[Extract provided]:
A New Way to Compare and Reorganize Data

In real-world daily business routines, it is common that data that comes from different sources is of the same structure. Sometimes each set of data is independent and there isn’t any overlapping, like the sales data each branch office exports from their own database. Other times data overlaps heavily. In a common complete business process, it is most probably that all systems and sections input data based on their store of data. To compare the overlapped data and find and correct the possible corrupt data, we need the “auto reconciliation” operation.

Generally such a reconciliation system will traverse records of a certain set of data by loop and match them with the records one by one in another set of data. The coding logic is highly repeatable. But as reconciliation processes use different key words, and because of the change of the query goal, we often need to rewrite a script, leading to cost-inefficient development and maintenance.

esProc makes reconciliation processes intuitive and convenient by offering truly set-oriented operations. To match and reorganize data, two functions – sort() and merge() – will suffice.

 

To illustrate this, we use a simple case of merging two datasets of sales data.

 

The following two files – old.csv and new.csv – contain the predictive sales data and the actual sales data respectively. Both consist of username, selling date, sales value and sales count. The business goal is to find and analyze the newly-added data, the deleted data and the updateddata by using the userName and date as the key words, which are also called logical primary keys.

 

 

Old.csv

New.csv

 

1

2

3

4

5

6

7

8

9

userName,date,saleValue,saleCount

Rachel,2015-03-01,4500,9

Rachel,2015-03-03,8700,4

Tom,2015-03-02,3000,8

Tom,2015-03-03,5000,7

Tom,2015-03-04,6000,12

John,2015-03-02,4000,3

John,2015-03-02,4300,9

John,2015-03-04,4800,4

userName,date,saleValue,saleCount

Rachel,2015-03-01,4500,9

Rachel,2015-03-02,5000,5

Ashley,2015-03-01,6000,5

Rachel,2015-03-03,11700,4

Tom,2015-03-03,5000,7

Tom,2015-03-04,6000,12

John,2015-03-02,4000,3

John,2015-03-02,4300,9

John,2015-03-04,4800,4

The second and third lines in new.csv are the newly-added records, which are probably the newly-closed deals. The fourth line of records has been modified, which possibly means a change of the sale price. The third line in old.csv is the deleted record, which is maybe a cancelled order.

[What to do]:
1 - Which two functions does the article on data reconciliation say are enough to match and reorganize data?
2 - Retype the passage of the data reconciliation article starting with "Rachel,2015-03-03,11700,4" and going on through "a cancelled order.".

[Entries from a dataset]:
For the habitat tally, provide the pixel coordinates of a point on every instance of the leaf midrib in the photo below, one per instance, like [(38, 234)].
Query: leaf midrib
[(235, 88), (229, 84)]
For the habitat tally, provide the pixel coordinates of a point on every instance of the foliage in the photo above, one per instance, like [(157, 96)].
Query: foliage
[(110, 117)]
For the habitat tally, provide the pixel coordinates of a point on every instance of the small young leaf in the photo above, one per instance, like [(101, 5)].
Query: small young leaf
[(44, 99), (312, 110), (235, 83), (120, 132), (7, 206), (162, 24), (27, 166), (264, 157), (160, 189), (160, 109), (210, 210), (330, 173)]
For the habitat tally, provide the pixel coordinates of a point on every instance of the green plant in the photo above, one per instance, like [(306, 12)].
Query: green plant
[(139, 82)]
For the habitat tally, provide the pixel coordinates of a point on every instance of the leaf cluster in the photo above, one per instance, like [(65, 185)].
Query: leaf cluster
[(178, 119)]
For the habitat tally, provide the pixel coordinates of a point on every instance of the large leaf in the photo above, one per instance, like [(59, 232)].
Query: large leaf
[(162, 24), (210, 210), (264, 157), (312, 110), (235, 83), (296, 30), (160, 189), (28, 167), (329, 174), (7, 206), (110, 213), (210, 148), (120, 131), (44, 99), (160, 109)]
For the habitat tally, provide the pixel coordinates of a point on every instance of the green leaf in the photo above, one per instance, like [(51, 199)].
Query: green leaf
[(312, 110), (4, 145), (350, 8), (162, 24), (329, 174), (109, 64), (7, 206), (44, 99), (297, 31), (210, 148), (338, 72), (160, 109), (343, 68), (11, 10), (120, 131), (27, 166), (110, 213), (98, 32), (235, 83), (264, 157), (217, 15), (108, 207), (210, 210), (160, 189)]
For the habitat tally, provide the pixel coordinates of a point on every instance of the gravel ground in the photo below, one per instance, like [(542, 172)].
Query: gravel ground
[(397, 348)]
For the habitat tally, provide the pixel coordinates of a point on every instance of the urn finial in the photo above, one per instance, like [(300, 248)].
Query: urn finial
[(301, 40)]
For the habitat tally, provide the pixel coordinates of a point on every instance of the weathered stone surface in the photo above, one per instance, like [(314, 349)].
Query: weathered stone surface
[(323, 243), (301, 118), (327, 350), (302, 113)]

[Outputs]:
1 - sort() and merge()

2 -
Rachel,2015-03-03,11700,4

Tom,2015-03-03,5000,7

Tom,2015-03-04,6000,12

John,2015-03-02,4000,3

John,2015-03-02,4300,9

John,2015-03-04,4800,4

The second and third lines in new.csv are the newly-added records, which are probably the newly-closed deals. The fourth line of records has been modified, which possibly means a change of the sale price. The third line in old.csv is the deleted record, which is maybe a cancelled order.